──────── DOCUMENT EXTRACT ────────

Final Write Up

Summary

We implemented Monte Carlo Tree Search algorithm for Go, and parallelized it using OpenMP on CPU, and Cuda on GPU. Then we compared the performance of these three implementations. Our deliverables include figures describing the performance improvemnt in terms of number of simulated games, and win ratios between different implementations.

Background

In this project we'll try to parallelize Monte Carlo Tree Search algoritm. The basic data structure we use here is tree. The tree will grow from one single node, with the following 4 oeprations: Selection, Expansion, Simulation and Backpropagation.

Selection: If a node has been visited and searched before, we use some evaluation function to determine which child node we should use to walk down the tree. This is a multi-arm bandit problem and here we use Upper Confidence bound applied to Trees (UCT) as the evaluation function, to balance exploration and exploition.

Expansion: If a node has not been searched before, we will try to expand the node by finding all possible next moves, as the children of the node, which are also the leaf nodes of the tree.

──────── RECORDED DATA ────────

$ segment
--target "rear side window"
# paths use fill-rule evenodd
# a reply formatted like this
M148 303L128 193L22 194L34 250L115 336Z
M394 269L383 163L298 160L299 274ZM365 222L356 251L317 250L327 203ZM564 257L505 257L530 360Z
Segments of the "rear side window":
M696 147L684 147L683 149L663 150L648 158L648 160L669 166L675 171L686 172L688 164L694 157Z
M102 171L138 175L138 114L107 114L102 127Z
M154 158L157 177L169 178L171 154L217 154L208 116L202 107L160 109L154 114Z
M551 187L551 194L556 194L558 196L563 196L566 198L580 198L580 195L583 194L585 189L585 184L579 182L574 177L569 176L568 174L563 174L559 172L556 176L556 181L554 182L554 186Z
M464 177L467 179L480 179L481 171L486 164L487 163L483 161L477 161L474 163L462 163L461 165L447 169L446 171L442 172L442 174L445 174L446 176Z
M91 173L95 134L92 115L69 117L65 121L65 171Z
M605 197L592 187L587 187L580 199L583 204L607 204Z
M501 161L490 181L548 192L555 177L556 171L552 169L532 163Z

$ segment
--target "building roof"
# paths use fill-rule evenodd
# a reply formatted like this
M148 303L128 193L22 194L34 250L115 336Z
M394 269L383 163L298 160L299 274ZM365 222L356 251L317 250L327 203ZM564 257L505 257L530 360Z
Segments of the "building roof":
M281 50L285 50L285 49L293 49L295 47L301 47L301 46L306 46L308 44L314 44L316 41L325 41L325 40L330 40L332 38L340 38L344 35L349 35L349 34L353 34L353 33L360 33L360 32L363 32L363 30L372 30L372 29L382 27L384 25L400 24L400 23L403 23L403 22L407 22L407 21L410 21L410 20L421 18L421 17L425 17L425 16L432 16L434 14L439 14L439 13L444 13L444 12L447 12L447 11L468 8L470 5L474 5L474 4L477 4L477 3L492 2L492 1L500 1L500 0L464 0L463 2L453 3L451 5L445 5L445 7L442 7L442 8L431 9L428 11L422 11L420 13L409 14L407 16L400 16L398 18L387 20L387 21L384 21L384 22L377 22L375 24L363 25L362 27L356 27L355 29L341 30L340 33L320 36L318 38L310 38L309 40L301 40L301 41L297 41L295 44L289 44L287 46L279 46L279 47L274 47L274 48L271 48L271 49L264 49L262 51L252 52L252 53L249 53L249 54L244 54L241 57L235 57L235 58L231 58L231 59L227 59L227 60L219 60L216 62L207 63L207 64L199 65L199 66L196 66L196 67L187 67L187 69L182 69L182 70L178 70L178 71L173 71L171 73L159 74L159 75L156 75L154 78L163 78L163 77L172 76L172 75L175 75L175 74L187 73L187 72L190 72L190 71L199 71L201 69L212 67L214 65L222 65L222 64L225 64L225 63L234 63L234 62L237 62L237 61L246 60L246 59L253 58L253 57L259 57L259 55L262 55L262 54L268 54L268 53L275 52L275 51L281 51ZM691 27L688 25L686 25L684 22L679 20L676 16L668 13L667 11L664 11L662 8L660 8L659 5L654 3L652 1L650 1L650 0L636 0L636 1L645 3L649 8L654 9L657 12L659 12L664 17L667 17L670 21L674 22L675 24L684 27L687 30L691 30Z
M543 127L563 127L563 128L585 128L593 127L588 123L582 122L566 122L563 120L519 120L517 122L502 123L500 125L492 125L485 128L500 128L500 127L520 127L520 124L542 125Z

────────

*EXERCISE TASK 1:*
Please duplicate the passage of the Monte Carlo Tree Search write-up starting with "Final Write Up" and going on through "between different implementations.".
*EXERCISE TASK 2:*
Decide whether each statement agrees with the Monte Carlo Tree Search write-up, answering yes or no and quoting the words that decide it: (a) The tree begins growing from a single node. (b) The Selection step uses UCT as its evaluation function. (c) The GPU implementation was parallelized with OpenMP.

*EXERCISE RESPONSE 1:*
Final Write Up

Summary

We implemented Monte Carlo Tree Search algorithm for Go, and parallelized it using OpenMP on CPU, and Cuda on GPU. Then we compared the performance of these three implementations. Our deliverables include figures describing the performance improvemnt in terms of number of simulated games, and win ratios between different implementations.

*EXERCISE RESPONSE 2:*
(a) Yes: "The tree will grow from one single node"
(b) Yes: "here we use Upper Confidence bound applied to Trees (UCT) as the evaluation function"
(c) No: "parallelized it using OpenMP on CPU, and Cuda on GPU"